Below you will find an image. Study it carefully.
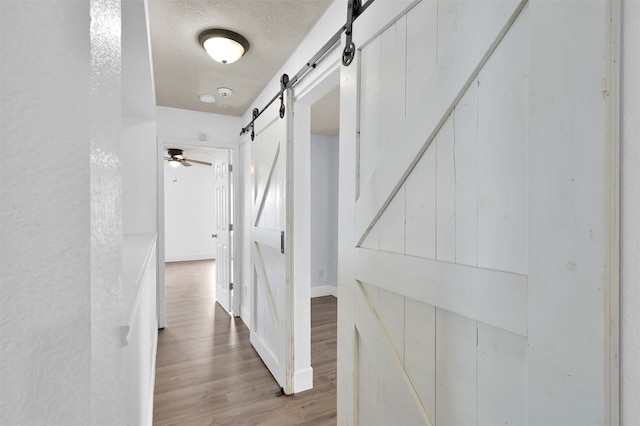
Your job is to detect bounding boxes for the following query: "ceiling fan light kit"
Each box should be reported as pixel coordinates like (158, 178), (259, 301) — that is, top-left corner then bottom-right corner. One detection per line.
(198, 28), (249, 64)
(164, 148), (211, 167)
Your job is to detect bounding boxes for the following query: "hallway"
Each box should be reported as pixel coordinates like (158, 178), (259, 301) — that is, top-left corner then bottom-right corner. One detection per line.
(153, 260), (337, 426)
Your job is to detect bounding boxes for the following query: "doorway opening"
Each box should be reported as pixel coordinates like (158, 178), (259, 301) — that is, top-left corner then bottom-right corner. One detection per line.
(163, 144), (234, 314)
(310, 85), (340, 298)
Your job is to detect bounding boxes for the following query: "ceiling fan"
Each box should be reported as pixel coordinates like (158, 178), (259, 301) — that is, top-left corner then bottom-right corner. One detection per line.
(164, 148), (211, 167)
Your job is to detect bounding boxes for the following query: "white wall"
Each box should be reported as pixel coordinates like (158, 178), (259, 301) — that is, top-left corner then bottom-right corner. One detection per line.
(164, 150), (228, 262)
(311, 134), (338, 297)
(156, 106), (242, 142)
(620, 0), (640, 425)
(122, 117), (158, 234)
(0, 1), (93, 425)
(0, 0), (155, 425)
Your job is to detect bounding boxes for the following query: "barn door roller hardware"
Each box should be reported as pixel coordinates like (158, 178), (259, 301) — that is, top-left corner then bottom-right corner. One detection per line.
(342, 0), (362, 67)
(240, 0), (374, 140)
(280, 74), (289, 118)
(251, 108), (260, 140)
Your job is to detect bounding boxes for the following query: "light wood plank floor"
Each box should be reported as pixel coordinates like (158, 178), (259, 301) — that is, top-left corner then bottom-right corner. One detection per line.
(153, 261), (337, 426)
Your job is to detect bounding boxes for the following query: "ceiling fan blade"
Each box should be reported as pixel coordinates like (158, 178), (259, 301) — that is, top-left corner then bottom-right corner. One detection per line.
(186, 158), (211, 166)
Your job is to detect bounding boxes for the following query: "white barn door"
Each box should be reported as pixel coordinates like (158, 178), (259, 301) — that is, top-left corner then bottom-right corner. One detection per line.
(338, 0), (617, 425)
(250, 90), (294, 394)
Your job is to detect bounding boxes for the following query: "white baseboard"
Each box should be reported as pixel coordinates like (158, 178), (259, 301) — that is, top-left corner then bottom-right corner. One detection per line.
(293, 367), (313, 393)
(311, 285), (338, 299)
(164, 253), (216, 262)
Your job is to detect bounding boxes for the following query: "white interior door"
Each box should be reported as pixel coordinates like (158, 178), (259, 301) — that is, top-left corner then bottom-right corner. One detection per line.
(250, 90), (293, 394)
(338, 0), (617, 425)
(213, 150), (233, 313)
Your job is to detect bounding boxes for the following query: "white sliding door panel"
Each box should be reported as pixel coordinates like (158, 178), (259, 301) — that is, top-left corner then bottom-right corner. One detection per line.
(435, 309), (478, 425)
(477, 323), (528, 426)
(338, 0), (617, 425)
(477, 7), (529, 274)
(453, 81), (478, 266)
(250, 91), (294, 394)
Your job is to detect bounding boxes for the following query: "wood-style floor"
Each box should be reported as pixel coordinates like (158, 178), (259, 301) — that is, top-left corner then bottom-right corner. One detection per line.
(153, 261), (337, 426)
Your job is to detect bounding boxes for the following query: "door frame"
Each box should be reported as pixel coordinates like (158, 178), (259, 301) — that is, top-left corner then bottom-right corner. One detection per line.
(290, 46), (341, 392)
(157, 137), (240, 329)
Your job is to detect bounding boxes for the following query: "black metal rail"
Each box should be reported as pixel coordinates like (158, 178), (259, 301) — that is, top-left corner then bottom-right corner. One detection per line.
(240, 0), (374, 140)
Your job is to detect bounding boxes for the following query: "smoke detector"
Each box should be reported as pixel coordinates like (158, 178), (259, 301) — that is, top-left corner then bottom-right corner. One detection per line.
(200, 95), (216, 104)
(218, 87), (233, 98)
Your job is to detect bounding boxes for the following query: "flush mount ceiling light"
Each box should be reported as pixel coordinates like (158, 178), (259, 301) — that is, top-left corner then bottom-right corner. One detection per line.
(198, 28), (249, 64)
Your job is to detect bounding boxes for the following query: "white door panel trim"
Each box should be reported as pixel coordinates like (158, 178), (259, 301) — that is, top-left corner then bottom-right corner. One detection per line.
(253, 226), (281, 250)
(356, 248), (528, 337)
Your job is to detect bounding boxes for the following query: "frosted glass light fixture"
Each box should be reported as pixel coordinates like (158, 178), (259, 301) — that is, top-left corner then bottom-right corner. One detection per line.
(198, 29), (249, 64)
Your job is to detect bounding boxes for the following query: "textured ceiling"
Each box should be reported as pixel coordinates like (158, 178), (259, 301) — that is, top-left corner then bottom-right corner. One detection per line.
(149, 0), (332, 116)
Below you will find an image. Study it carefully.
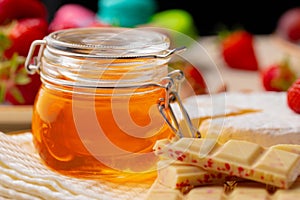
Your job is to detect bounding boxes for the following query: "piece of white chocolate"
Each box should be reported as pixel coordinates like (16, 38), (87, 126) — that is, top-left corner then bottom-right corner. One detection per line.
(157, 160), (228, 189)
(154, 138), (300, 189)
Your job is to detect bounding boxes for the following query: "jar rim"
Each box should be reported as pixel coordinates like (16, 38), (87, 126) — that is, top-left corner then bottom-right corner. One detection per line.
(45, 27), (170, 58)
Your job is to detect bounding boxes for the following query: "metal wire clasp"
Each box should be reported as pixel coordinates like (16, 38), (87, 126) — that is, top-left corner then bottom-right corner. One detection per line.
(25, 40), (46, 74)
(158, 70), (201, 138)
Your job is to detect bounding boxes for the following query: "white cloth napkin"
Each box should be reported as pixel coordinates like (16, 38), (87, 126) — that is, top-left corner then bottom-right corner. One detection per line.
(0, 132), (150, 200)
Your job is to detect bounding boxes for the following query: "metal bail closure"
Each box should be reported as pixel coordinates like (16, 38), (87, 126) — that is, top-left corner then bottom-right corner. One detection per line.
(158, 70), (201, 138)
(25, 40), (46, 74)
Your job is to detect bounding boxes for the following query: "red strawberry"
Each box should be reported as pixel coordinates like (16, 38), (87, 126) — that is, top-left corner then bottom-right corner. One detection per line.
(49, 3), (107, 32)
(276, 7), (300, 42)
(0, 0), (48, 24)
(0, 18), (48, 58)
(221, 30), (258, 71)
(261, 60), (296, 92)
(287, 78), (300, 114)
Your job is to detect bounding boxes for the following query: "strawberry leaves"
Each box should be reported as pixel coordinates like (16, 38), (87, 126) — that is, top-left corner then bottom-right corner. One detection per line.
(261, 59), (297, 92)
(0, 50), (31, 104)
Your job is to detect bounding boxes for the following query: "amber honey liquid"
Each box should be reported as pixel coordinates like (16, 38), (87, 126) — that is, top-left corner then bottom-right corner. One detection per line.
(32, 85), (172, 181)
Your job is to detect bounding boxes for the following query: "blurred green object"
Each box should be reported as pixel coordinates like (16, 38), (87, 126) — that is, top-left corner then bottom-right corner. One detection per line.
(149, 9), (199, 45)
(97, 0), (157, 27)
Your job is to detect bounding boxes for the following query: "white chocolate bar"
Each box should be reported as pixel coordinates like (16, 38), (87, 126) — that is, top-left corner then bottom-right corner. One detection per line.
(154, 138), (300, 189)
(157, 160), (228, 189)
(146, 178), (300, 200)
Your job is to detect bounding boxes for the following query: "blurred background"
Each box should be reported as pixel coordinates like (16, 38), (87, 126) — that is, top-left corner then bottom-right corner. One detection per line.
(42, 0), (300, 35)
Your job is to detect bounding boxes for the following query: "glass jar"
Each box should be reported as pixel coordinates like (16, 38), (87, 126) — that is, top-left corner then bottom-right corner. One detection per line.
(25, 27), (191, 180)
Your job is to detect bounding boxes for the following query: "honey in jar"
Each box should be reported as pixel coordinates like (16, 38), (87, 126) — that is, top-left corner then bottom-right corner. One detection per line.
(27, 27), (182, 181)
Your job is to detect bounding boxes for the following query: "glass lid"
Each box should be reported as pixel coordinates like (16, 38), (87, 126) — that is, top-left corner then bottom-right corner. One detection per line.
(45, 27), (170, 58)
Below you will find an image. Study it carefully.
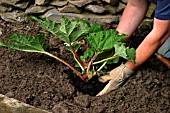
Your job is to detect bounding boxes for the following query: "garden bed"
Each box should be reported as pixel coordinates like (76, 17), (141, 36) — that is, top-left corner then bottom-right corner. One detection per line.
(0, 20), (170, 113)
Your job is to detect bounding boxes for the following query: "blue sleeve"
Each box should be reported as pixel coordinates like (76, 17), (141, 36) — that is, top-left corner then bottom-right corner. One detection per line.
(155, 0), (170, 20)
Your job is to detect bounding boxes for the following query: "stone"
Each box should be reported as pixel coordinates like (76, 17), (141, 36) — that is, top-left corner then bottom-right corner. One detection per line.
(85, 4), (106, 13)
(25, 6), (53, 14)
(42, 9), (120, 24)
(58, 4), (81, 13)
(0, 94), (51, 113)
(0, 10), (28, 23)
(146, 3), (156, 18)
(50, 0), (68, 7)
(35, 0), (49, 5)
(69, 0), (96, 7)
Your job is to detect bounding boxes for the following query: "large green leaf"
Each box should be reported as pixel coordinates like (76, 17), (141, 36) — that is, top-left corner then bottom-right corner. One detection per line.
(33, 17), (90, 44)
(0, 34), (45, 53)
(85, 29), (125, 53)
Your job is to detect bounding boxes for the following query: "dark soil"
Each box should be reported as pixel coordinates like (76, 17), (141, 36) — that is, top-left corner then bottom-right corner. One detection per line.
(0, 20), (170, 113)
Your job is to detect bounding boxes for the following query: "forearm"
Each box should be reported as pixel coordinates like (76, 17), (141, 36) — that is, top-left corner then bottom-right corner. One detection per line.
(117, 0), (148, 38)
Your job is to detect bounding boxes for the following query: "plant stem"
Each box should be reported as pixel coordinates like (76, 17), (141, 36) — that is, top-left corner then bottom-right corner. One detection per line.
(69, 44), (84, 67)
(43, 51), (85, 81)
(97, 61), (107, 71)
(86, 53), (98, 77)
(93, 55), (118, 65)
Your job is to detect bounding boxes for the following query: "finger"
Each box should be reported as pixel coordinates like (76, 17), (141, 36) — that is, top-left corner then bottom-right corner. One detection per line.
(99, 75), (113, 83)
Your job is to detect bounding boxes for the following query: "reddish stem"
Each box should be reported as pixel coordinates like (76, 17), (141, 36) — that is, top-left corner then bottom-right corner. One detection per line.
(70, 44), (85, 67)
(86, 52), (98, 78)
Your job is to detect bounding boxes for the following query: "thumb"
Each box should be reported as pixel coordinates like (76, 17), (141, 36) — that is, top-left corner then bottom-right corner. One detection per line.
(99, 75), (113, 83)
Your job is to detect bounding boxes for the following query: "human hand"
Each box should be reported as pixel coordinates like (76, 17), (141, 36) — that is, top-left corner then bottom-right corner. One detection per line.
(96, 64), (134, 96)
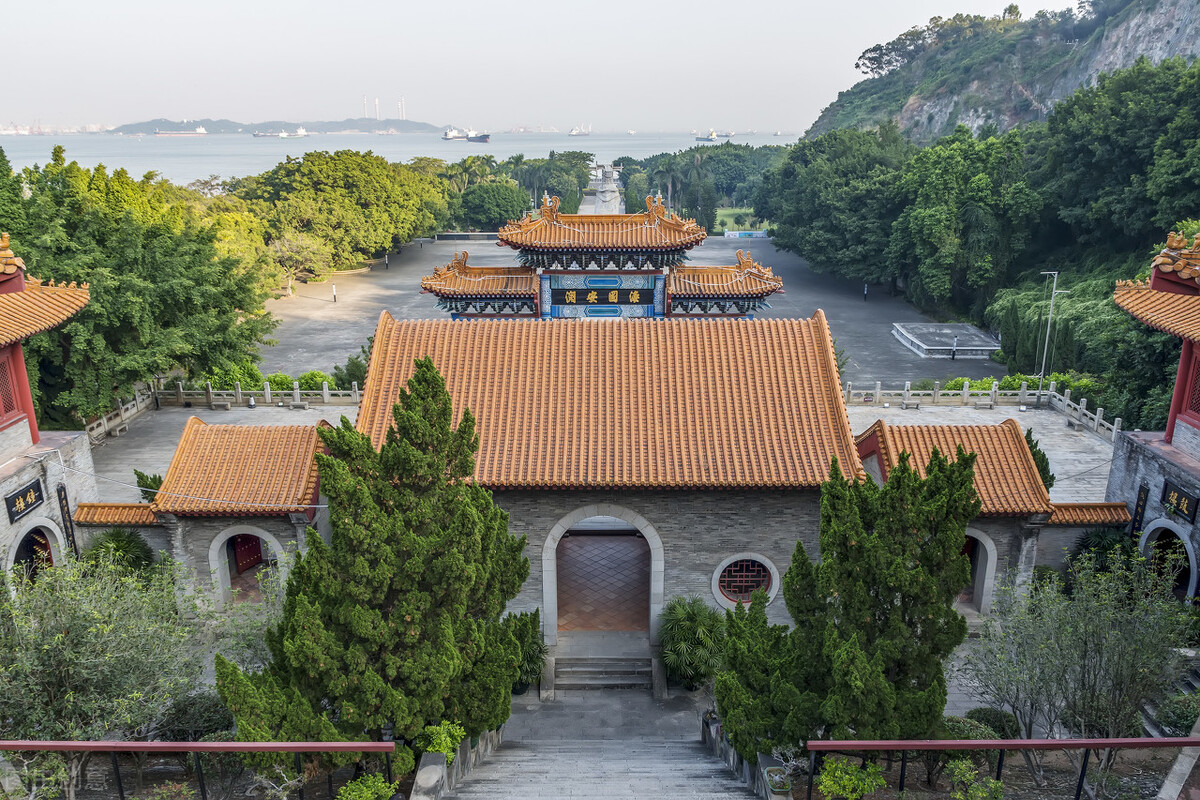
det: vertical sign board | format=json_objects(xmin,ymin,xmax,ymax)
[
  {"xmin": 1160, "ymin": 481, "xmax": 1196, "ymax": 523},
  {"xmin": 58, "ymin": 483, "xmax": 79, "ymax": 557},
  {"xmin": 1129, "ymin": 483, "xmax": 1150, "ymax": 534},
  {"xmin": 4, "ymin": 479, "xmax": 46, "ymax": 523}
]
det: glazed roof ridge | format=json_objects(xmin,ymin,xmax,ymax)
[
  {"xmin": 356, "ymin": 311, "xmax": 864, "ymax": 489},
  {"xmin": 1112, "ymin": 281, "xmax": 1200, "ymax": 342},
  {"xmin": 151, "ymin": 416, "xmax": 328, "ymax": 517},
  {"xmin": 497, "ymin": 197, "xmax": 708, "ymax": 251},
  {"xmin": 854, "ymin": 417, "xmax": 1052, "ymax": 516}
]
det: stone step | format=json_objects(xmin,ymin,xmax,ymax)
[
  {"xmin": 554, "ymin": 658, "xmax": 653, "ymax": 690},
  {"xmin": 448, "ymin": 740, "xmax": 754, "ymax": 800}
]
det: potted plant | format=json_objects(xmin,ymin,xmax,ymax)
[{"xmin": 762, "ymin": 766, "xmax": 792, "ymax": 798}]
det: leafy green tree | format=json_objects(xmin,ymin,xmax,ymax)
[
  {"xmin": 462, "ymin": 182, "xmax": 529, "ymax": 230},
  {"xmin": 1025, "ymin": 428, "xmax": 1055, "ymax": 492},
  {"xmin": 12, "ymin": 148, "xmax": 275, "ymax": 427},
  {"xmin": 718, "ymin": 447, "xmax": 979, "ymax": 758},
  {"xmin": 217, "ymin": 359, "xmax": 529, "ymax": 771},
  {"xmin": 232, "ymin": 150, "xmax": 445, "ymax": 267},
  {"xmin": 0, "ymin": 558, "xmax": 199, "ymax": 800}
]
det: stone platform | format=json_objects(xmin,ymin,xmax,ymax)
[{"xmin": 892, "ymin": 323, "xmax": 1000, "ymax": 359}]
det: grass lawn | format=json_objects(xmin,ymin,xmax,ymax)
[{"xmin": 716, "ymin": 209, "xmax": 766, "ymax": 230}]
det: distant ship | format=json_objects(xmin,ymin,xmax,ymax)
[{"xmin": 154, "ymin": 126, "xmax": 209, "ymax": 136}]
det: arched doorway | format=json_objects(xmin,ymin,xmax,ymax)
[
  {"xmin": 209, "ymin": 525, "xmax": 283, "ymax": 603},
  {"xmin": 958, "ymin": 528, "xmax": 996, "ymax": 614},
  {"xmin": 1141, "ymin": 523, "xmax": 1196, "ymax": 600},
  {"xmin": 541, "ymin": 504, "xmax": 662, "ymax": 644},
  {"xmin": 12, "ymin": 528, "xmax": 54, "ymax": 577}
]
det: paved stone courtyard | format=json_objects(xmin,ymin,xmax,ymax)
[{"xmin": 262, "ymin": 237, "xmax": 1003, "ymax": 386}]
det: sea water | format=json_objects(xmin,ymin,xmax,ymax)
[{"xmin": 0, "ymin": 133, "xmax": 796, "ymax": 184}]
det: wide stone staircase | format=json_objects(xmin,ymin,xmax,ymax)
[
  {"xmin": 554, "ymin": 658, "xmax": 653, "ymax": 690},
  {"xmin": 446, "ymin": 739, "xmax": 755, "ymax": 800}
]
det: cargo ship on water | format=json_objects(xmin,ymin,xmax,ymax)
[{"xmin": 154, "ymin": 126, "xmax": 209, "ymax": 136}]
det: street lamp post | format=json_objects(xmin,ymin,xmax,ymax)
[{"xmin": 1033, "ymin": 272, "xmax": 1070, "ymax": 408}]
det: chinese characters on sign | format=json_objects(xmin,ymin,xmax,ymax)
[
  {"xmin": 1162, "ymin": 481, "xmax": 1196, "ymax": 523},
  {"xmin": 550, "ymin": 289, "xmax": 654, "ymax": 306},
  {"xmin": 1129, "ymin": 483, "xmax": 1150, "ymax": 534},
  {"xmin": 4, "ymin": 480, "xmax": 46, "ymax": 522}
]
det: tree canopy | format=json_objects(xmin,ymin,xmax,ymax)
[{"xmin": 217, "ymin": 359, "xmax": 529, "ymax": 771}]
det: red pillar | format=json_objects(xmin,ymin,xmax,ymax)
[
  {"xmin": 1163, "ymin": 339, "xmax": 1193, "ymax": 444},
  {"xmin": 0, "ymin": 342, "xmax": 41, "ymax": 445}
]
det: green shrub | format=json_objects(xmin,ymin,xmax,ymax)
[
  {"xmin": 817, "ymin": 756, "xmax": 887, "ymax": 800},
  {"xmin": 138, "ymin": 783, "xmax": 196, "ymax": 800},
  {"xmin": 158, "ymin": 688, "xmax": 233, "ymax": 741},
  {"xmin": 82, "ymin": 528, "xmax": 154, "ymax": 572},
  {"xmin": 265, "ymin": 372, "xmax": 292, "ymax": 392},
  {"xmin": 296, "ymin": 369, "xmax": 337, "ymax": 392},
  {"xmin": 509, "ymin": 608, "xmax": 548, "ymax": 686},
  {"xmin": 337, "ymin": 772, "xmax": 400, "ymax": 800},
  {"xmin": 946, "ymin": 760, "xmax": 1004, "ymax": 800},
  {"xmin": 967, "ymin": 705, "xmax": 1021, "ymax": 739},
  {"xmin": 203, "ymin": 361, "xmax": 263, "ymax": 390},
  {"xmin": 414, "ymin": 722, "xmax": 467, "ymax": 764},
  {"xmin": 1154, "ymin": 692, "xmax": 1200, "ymax": 736},
  {"xmin": 920, "ymin": 716, "xmax": 1001, "ymax": 788},
  {"xmin": 659, "ymin": 597, "xmax": 725, "ymax": 690}
]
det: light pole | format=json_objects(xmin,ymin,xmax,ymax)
[{"xmin": 1033, "ymin": 272, "xmax": 1070, "ymax": 408}]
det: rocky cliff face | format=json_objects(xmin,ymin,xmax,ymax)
[{"xmin": 808, "ymin": 0, "xmax": 1200, "ymax": 142}]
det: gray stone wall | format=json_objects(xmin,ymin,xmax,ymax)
[
  {"xmin": 494, "ymin": 489, "xmax": 821, "ymax": 622},
  {"xmin": 1171, "ymin": 416, "xmax": 1200, "ymax": 458},
  {"xmin": 164, "ymin": 516, "xmax": 304, "ymax": 603},
  {"xmin": 0, "ymin": 419, "xmax": 34, "ymax": 461},
  {"xmin": 0, "ymin": 425, "xmax": 97, "ymax": 570}
]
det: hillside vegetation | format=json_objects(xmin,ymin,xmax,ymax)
[
  {"xmin": 806, "ymin": 0, "xmax": 1200, "ymax": 142},
  {"xmin": 755, "ymin": 59, "xmax": 1200, "ymax": 429}
]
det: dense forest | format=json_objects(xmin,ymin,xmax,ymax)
[
  {"xmin": 755, "ymin": 59, "xmax": 1200, "ymax": 429},
  {"xmin": 0, "ymin": 138, "xmax": 785, "ymax": 427}
]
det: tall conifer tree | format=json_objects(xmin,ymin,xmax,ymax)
[
  {"xmin": 718, "ymin": 447, "xmax": 979, "ymax": 758},
  {"xmin": 217, "ymin": 359, "xmax": 529, "ymax": 769}
]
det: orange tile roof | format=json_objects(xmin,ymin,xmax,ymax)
[
  {"xmin": 74, "ymin": 503, "xmax": 158, "ymax": 527},
  {"xmin": 856, "ymin": 420, "xmax": 1051, "ymax": 516},
  {"xmin": 421, "ymin": 251, "xmax": 538, "ymax": 297},
  {"xmin": 1112, "ymin": 281, "xmax": 1200, "ymax": 342},
  {"xmin": 151, "ymin": 416, "xmax": 320, "ymax": 517},
  {"xmin": 358, "ymin": 311, "xmax": 864, "ymax": 488},
  {"xmin": 498, "ymin": 197, "xmax": 708, "ymax": 251},
  {"xmin": 0, "ymin": 276, "xmax": 88, "ymax": 347},
  {"xmin": 667, "ymin": 249, "xmax": 784, "ymax": 297},
  {"xmin": 1046, "ymin": 503, "xmax": 1132, "ymax": 525},
  {"xmin": 1150, "ymin": 230, "xmax": 1200, "ymax": 283}
]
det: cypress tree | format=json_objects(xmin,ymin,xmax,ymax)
[
  {"xmin": 217, "ymin": 359, "xmax": 529, "ymax": 771},
  {"xmin": 718, "ymin": 447, "xmax": 979, "ymax": 759}
]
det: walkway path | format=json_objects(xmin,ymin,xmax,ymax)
[{"xmin": 450, "ymin": 691, "xmax": 754, "ymax": 800}]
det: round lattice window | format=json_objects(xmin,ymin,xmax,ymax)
[{"xmin": 716, "ymin": 559, "xmax": 772, "ymax": 603}]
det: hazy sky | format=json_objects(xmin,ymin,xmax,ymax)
[{"xmin": 11, "ymin": 0, "xmax": 1074, "ymax": 132}]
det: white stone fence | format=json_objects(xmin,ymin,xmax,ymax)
[
  {"xmin": 158, "ymin": 381, "xmax": 362, "ymax": 408},
  {"xmin": 86, "ymin": 386, "xmax": 157, "ymax": 445},
  {"xmin": 844, "ymin": 380, "xmax": 1121, "ymax": 441}
]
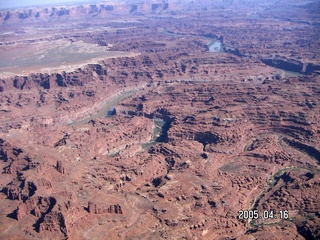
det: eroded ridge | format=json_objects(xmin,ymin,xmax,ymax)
[{"xmin": 0, "ymin": 0, "xmax": 320, "ymax": 239}]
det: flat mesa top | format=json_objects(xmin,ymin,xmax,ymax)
[{"xmin": 0, "ymin": 39, "xmax": 135, "ymax": 76}]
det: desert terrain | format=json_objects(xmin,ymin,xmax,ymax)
[{"xmin": 0, "ymin": 0, "xmax": 320, "ymax": 240}]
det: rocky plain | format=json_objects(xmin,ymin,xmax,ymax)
[{"xmin": 0, "ymin": 0, "xmax": 320, "ymax": 239}]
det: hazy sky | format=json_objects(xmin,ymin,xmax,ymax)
[{"xmin": 0, "ymin": 0, "xmax": 90, "ymax": 8}]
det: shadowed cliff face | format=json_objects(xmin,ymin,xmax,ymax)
[{"xmin": 0, "ymin": 0, "xmax": 320, "ymax": 240}]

> Work to be completed
Print the lines of the items again exactly as they are, starting with the line that contains "det: desert terrain" and going on through the end of the items.

> The completed task
det: desert terrain | format=json_objects(xmin,ymin,xmax,ymax)
[{"xmin": 0, "ymin": 0, "xmax": 320, "ymax": 240}]
det: rocky plain | format=json_objects(xmin,ymin,xmax,ymax)
[{"xmin": 0, "ymin": 0, "xmax": 320, "ymax": 239}]
det: hazy sky | format=json_objects(xmin,ymin,xmax,ymax)
[{"xmin": 0, "ymin": 0, "xmax": 90, "ymax": 8}]
det: shadowed cliff face | format=json_objects(xmin,ymin,xmax,ymax)
[{"xmin": 0, "ymin": 0, "xmax": 320, "ymax": 240}]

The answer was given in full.